• _TEXTE DE L'EXERCICE_
++++++
En Asie du Sud-Est, le Canada a renforcé ses liens avec des pays en plein essor économique, en s'associant dans des domaines comme l'énergie nucléaire, la sécurité navale et la gestion des pêches.
Toutefois, Ottawa a également eu du mal à trouver sa place dans la région dans un contexte de concurrence croissante entre la Chine et les États-Unis, et a eu du mal à établir une relation stable avec Pékin après la détention de deux Canadiens pendant des années.
Ces tensions ont été particulièrement visibles lors du sommet du G20 en novembre 2022, lorsque le président chinois Xi Jinping a réprimandé M. Trudeau lors d'une rencontre filmée en Indonésie.
Le gouvernement Trudeau n'a jamais publié de stratégie globale de politique étrangère, a noté Mme Nadjibulla.
«Le bloc occidental et le G7 doivent faire face à un monde beaucoup plus fragmenté. Notre puissance douce et notre position dans le monde ont donc globalement diminué», a-t-elle expliqué.
«Nous n'investissons toujours pas suffisamment dans l'établissement de relations et dans la compréhension de la complexité de certains pays, notamment l'Inde, la Chine, bien sûr, mais aussi le Brésil et d'autres dans le monde, ces puissances moyennes en pleine croissance.»
Cela a probablement contribué à l'échec des libéraux à remporter un siège au Conseil de sécurité des Nations unies en 2020, des années après avoir critiqué leurs prédécesseurs conservateurs pour avoir fait de même en 2011.
Robert Huish, professeur de développement international à l'Université Dalhousie, a indiqué que cela découle en partie d'un manque d'attention aux questions de développement, le Canada cherchant à aider à résoudre une multitude de problèmes sur la scène mondiale au lieu de priorités clairement définies.
Il a ajouté que la gestion opaque par le gouvernement de l'ingérence étrangère présumée de la Chine a peut-être encouragé la répression transnationale de pays comme l'Inde.
«Cela a laissé un goût salé aux Canadiens, mais cela a également montré notre faiblesse sur la scène mondiale avec d'autres adversaires et alliés qui ont suivi son exemple», a-t-il soutenu.
++++++
• _À FAIRE_
1. Dans le texte sur la politique étrangère du Canada, lors de quel événement Xi Jinping a-t-il réprimandé M. Trudeau ?
2. Relevez tous les pays nommés dans le texte sur la politique étrangère du Canada.
3. Reprenez le texte sur la politique étrangère du Canada à la suite de sa dernière phrase et poursuivez-le.
++++++
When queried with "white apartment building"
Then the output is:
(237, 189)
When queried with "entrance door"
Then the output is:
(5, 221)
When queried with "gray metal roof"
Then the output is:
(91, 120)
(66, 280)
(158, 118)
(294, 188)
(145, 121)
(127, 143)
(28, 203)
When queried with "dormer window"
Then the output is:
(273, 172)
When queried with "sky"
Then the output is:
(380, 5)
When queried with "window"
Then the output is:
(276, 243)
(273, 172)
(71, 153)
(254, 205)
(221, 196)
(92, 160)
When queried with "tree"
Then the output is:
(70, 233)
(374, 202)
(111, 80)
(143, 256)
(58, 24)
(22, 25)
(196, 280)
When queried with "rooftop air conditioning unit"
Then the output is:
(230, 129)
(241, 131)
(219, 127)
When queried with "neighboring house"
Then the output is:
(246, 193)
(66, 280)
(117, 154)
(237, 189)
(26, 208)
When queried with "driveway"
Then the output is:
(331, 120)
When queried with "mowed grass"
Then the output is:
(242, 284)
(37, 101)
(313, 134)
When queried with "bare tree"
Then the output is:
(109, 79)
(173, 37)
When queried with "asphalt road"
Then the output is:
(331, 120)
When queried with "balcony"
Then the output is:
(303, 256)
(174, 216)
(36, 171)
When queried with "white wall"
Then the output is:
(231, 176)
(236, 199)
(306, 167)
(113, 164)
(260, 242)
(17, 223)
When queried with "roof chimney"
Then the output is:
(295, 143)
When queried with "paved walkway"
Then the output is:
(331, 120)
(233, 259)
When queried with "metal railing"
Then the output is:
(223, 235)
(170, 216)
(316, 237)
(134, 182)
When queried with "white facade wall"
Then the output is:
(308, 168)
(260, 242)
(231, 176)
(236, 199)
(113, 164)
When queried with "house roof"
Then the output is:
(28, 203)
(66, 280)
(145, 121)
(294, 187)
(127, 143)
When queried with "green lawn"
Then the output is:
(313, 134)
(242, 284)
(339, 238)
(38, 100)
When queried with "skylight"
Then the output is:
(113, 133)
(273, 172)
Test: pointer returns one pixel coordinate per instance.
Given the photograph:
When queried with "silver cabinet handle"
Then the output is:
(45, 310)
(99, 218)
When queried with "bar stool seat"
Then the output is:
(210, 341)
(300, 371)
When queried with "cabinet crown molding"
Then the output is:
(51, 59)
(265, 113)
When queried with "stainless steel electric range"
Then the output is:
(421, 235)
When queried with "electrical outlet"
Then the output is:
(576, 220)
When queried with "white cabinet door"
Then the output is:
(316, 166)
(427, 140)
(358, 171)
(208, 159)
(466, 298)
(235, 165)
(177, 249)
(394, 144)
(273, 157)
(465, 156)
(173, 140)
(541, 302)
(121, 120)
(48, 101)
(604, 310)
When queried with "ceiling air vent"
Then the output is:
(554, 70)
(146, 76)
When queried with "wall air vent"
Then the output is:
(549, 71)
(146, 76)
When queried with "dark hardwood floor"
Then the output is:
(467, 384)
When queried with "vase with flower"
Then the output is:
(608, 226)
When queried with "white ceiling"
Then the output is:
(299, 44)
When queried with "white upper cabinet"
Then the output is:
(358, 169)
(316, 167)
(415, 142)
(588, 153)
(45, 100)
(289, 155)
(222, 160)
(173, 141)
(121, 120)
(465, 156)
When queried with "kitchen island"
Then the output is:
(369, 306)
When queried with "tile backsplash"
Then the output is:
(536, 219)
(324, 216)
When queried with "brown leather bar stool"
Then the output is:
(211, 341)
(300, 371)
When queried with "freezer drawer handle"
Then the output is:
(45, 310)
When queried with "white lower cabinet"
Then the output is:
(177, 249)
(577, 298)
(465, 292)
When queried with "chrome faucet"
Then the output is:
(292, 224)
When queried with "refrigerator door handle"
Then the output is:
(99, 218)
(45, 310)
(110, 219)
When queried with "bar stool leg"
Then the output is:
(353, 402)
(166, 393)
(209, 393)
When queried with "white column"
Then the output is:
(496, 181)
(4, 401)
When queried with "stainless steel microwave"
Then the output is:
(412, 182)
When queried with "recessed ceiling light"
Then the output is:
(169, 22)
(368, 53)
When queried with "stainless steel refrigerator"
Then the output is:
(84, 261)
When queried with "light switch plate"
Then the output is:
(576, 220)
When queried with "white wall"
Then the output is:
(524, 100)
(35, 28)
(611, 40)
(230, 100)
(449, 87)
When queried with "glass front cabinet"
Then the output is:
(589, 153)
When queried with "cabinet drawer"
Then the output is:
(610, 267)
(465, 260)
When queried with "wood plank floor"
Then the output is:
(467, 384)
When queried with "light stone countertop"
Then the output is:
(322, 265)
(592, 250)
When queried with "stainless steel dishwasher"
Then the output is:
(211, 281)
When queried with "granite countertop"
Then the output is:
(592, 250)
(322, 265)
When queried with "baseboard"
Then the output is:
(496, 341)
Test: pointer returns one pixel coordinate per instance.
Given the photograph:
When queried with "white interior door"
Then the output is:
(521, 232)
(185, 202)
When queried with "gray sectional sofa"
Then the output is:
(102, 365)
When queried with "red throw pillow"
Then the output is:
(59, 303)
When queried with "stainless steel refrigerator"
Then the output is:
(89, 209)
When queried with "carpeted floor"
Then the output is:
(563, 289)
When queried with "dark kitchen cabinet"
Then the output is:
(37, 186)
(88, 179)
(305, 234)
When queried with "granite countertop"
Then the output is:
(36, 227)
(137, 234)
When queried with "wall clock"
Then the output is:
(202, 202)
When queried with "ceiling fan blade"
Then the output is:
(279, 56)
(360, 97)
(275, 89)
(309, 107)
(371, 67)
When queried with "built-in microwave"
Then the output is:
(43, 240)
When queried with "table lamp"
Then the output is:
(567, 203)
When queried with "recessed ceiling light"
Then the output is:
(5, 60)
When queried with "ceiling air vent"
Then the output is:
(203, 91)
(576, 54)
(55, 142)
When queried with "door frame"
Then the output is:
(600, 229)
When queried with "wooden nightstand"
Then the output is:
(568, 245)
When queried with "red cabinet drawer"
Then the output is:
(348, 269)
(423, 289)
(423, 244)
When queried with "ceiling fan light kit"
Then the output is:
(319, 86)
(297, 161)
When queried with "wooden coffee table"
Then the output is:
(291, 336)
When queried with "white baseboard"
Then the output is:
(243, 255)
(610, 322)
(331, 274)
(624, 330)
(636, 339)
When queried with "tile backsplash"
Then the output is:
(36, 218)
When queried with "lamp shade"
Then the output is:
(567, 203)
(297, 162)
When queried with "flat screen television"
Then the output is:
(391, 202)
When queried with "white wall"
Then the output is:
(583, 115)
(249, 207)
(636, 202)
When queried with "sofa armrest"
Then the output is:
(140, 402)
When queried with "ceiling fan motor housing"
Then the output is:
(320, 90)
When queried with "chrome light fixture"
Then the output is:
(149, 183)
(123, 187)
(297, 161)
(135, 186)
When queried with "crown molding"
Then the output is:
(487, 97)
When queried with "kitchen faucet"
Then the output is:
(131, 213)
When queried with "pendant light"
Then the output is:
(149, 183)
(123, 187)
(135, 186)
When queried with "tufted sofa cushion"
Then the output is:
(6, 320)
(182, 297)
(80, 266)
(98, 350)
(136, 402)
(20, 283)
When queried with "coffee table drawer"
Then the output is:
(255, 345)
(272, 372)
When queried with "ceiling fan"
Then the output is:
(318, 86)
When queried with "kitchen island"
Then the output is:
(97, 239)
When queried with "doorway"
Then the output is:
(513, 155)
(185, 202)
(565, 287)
++++++
• _RÉPONSES NUMÉROTÉES_
1. Lors du sommet du G20 de novembre 2022, en Indonésie.

2. Canada, Chine, États-Unis, Indonésie, Inde, Brésil

3.
M. Huish a dit que M. Trudeau était l'un des derniers dirigeants occidentaux en poste avant la pandémie de COVID-19, qui a provoqué des difficultés économiques qui ont conduit de nombreux titulaires à être démis de leurs fonctions.
«Lorsque M. Trudeau est arrivé au pouvoir, nous étions la vedette du spectacle, a affirmé M. Huish. Cette attitude a été remplacée par une sorte de position défensive, ce qui a mis le Canada dans une situation très difficile sur la scène internationale.»
Le gouvernement Trudeau a néanmoins été salué par des organisations de développement telles que l’Equality Fund pour avoir mis l’accent sur les femmes et les personnes LGBTQ+ dans des projets d’aide à l’étranger et pour avoir intégré les questions de genre dans les accords commerciaux.
Le Canada accueille le G7 cette année, ce qui, selon Mme Nadjibulla, constitue «une formidable opportunité d’exercer un leadership et de faire avancer nos intérêts» — si les dirigeants politiques parviennent à économiser suffisamment d'énergie pour éviter les tumultes politiques et effectuer les travaux préparatoires.
Il faudra pour cela que celui qui sera au pouvoir ait une stratégie cohérente sur des questions telles que l’exploitation des minéraux critiques et la gestion de la menace américaine d’imposer des tarifs préjudiciables.
«Compte tenu des turbulences auxquelles nous sommes confrontés, il est important pour le Canada d’avoir un gouvernement et un leadership politique qui ont un mandat fort de la part des Canadiens, et c’est ce que d’autres surveillent également.»